(Seçilen Metin):
------------------------------------
Benim Hikayem
Ege'nin küçük bir sahil kasabasında, yıldızların denize en yakın olduğu yerde doğdum. Çocukluğum, babamın marangoz atölyesinde ahşabın kokusu ve annemin çizdiği desenlerin büyüsüyle geçti. O zamanlar farkında değildim ama yaratıcılık, DNA'ma işlenmişti. Bilgisayarla ilk tanışmam, tüm dünyamı değiştirdi. O siyah ekranda yanıp sönen imleç, benim için sonsuz bir tuvaldi. Kod yazmayı kendi kendime öğrendim; `` etiketleriyle basit sayfalar yapmak, benim için en büyük oyundu.
Üniversitede Grafik Tasarım okurken, kodlama bilgimi sanatsal vizyonumla birleştirmeye karar verdim. Benim için tasarım sadece estetik değil, aynı zamanda bir iletişim biçimiydi. Kullanıcıların dijital dünyada kaybolmadan, keyifle gezinebilecekleri deneyimler yaratmak en büyük tutkum haline geldi. Mezuniyet sonrası freelance olarak çalışmaya başladım. Küçük startup'lardan büyük kurumsal firmalara kadar birçok farklı projede yer aldım. Her proje, bana yeni bir şey öğretti ve beni daha iyi bir problem çözücü yaptı.
------------------------------------
(Sağlanan Malzeme):

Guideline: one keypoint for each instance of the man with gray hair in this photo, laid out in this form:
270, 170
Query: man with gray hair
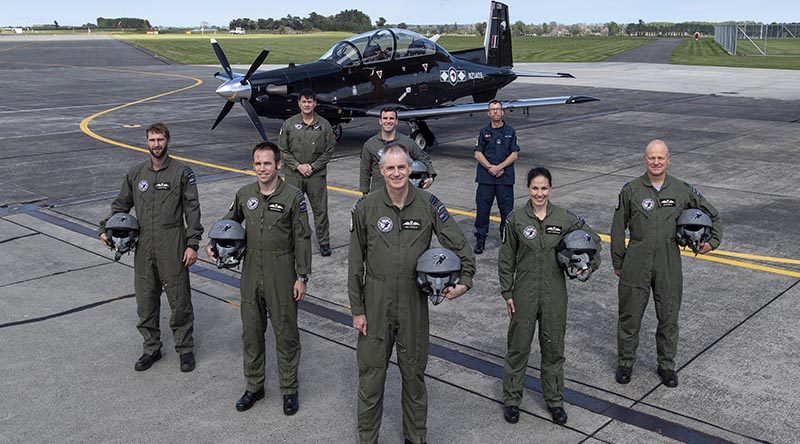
389, 230
649, 207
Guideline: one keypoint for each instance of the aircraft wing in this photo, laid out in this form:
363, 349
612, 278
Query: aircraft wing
469, 108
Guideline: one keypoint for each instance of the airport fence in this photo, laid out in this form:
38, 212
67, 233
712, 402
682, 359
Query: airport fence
782, 39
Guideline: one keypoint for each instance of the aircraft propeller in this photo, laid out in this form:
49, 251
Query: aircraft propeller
237, 88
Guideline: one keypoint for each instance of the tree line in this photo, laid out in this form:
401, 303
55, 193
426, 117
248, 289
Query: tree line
349, 20
122, 22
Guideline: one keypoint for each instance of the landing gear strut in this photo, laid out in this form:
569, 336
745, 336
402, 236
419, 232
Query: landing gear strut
421, 134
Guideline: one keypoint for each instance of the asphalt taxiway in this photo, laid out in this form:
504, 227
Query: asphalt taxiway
71, 124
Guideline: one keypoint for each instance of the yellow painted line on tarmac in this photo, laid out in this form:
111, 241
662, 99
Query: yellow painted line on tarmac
755, 257
84, 125
712, 256
721, 260
18, 46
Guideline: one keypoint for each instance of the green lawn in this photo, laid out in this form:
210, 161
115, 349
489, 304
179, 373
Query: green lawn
776, 47
556, 49
195, 49
707, 52
240, 49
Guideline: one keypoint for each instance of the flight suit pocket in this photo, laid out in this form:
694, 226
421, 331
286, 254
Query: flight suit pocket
371, 350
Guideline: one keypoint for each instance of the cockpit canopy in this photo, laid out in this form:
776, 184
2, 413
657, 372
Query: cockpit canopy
381, 45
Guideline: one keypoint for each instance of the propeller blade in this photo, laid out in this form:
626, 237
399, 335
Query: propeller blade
254, 118
256, 63
225, 110
222, 59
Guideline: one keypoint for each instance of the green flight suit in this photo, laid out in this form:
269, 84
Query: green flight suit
278, 249
531, 276
385, 243
163, 199
370, 177
312, 144
652, 260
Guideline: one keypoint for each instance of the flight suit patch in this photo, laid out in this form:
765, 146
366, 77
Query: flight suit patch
252, 203
441, 210
552, 229
529, 232
190, 176
411, 224
385, 224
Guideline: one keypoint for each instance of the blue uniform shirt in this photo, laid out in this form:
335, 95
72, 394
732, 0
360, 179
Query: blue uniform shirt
496, 144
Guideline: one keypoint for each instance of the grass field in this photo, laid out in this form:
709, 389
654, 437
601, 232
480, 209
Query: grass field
195, 49
776, 47
706, 52
240, 49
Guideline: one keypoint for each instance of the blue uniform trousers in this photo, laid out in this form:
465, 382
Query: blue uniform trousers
484, 198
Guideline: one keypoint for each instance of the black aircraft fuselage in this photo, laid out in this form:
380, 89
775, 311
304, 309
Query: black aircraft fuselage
345, 93
385, 68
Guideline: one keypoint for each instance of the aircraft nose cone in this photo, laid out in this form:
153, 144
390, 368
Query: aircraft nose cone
234, 90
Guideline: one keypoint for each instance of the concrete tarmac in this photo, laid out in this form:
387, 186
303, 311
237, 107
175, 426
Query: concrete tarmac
67, 318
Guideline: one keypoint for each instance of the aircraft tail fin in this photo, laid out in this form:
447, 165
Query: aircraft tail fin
497, 41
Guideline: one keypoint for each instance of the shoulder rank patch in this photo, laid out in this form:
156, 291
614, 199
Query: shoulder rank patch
552, 229
190, 175
353, 212
276, 207
441, 210
360, 199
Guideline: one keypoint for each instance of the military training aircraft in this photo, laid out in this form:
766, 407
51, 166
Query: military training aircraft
361, 75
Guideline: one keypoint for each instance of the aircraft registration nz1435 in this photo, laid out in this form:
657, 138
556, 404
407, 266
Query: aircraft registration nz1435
361, 75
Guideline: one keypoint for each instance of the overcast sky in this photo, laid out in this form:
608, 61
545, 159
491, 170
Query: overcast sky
192, 13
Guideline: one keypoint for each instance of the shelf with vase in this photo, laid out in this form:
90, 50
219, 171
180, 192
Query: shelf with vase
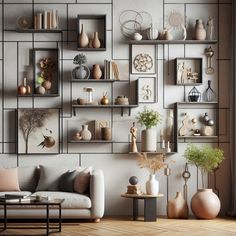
------------------------------------
(Yapılacak Çalışmalar):
- a) Aşağıdaki ifadelerin kişisel öykü metniyle örtüşüp örtüşmediğini belirtiniz:
(i) Anlatıcı kod yazmayı bir eğitmenden öğrenmiştir.
(ii) Anlatıcı üniversitede Grafik Tasarım okumuştur.
(iii) Anlatıcının babası marangozdur.
Her birine evet ya da hayır diye yanıt verip hükmü belirleyen sözcükleri metinden aynen alıntılayınız.
- b) Kişisel öykü metninin "Benim Hikayem" ifadesinden "en büyük oyundu." ifadesine kadar olan bölümünü yeniden yazınız. Bu bölümde "marangoz" yerine "demirci" kullanınız.
- c) Kişisel öykü metnini son cümlesinden sonra devam ettirerek sürdürünüz.
Liste, kişisel öykü metniyle herhangi bir bağlantı taşımamaktadır.

(Görev Sonuçları):
- a)
(i) Hayır: "Kod yazmayı kendi kendime öğrendim"
(ii) Evet: "Üniversitede Grafik Tasarım okurken"
(iii) Evet: "babamın marangoz atölyesinde"

- b)
Benim Hikayem
Ege'nin küçük bir sahil kasabasında, yıldızların denize en yakın olduğu yerde doğdum. Çocukluğum, babamın demirci atölyesinde ahşabın kokusu ve annemin çizdiği desenlerin büyüsüyle geçti. O zamanlar farkında değildim ama yaratıcılık, DNA'ma işlenmişti. Bilgisayarla ilk tanışmam, tüm dünyamı değiştirdi. O siyah ekranda yanıp sönen imleç, benim için sonsuz bir tuvaldi. Kod yazmayı kendi kendime öğrendim; `` etiketleriyle basit sayfalar yapmak, benim için en büyük oyundu.

- c)
Felsefem
"İyi tasarım, görünmez olandır." felsefesine inanıyorum. Bir web sitesi ya da uygulama o kadar sezgisel olmalı ki, kullanıcı teknolojiyi değil, sadece hedefini düşünmeli. Bu blog, benim hem profesyonel yolculuğumun bir kaydı hem de ilham kaynaklarımı, denemelerimi ve hatta başarısızlıklarımı paylaştığım kişisel bir alan. Çünkü inanıyorum ki, en iyi dersler hatalardan çıkarılır. Gelin, bu yaratıcılık yolculuğunda birlikte öğrenelim ve üretelim.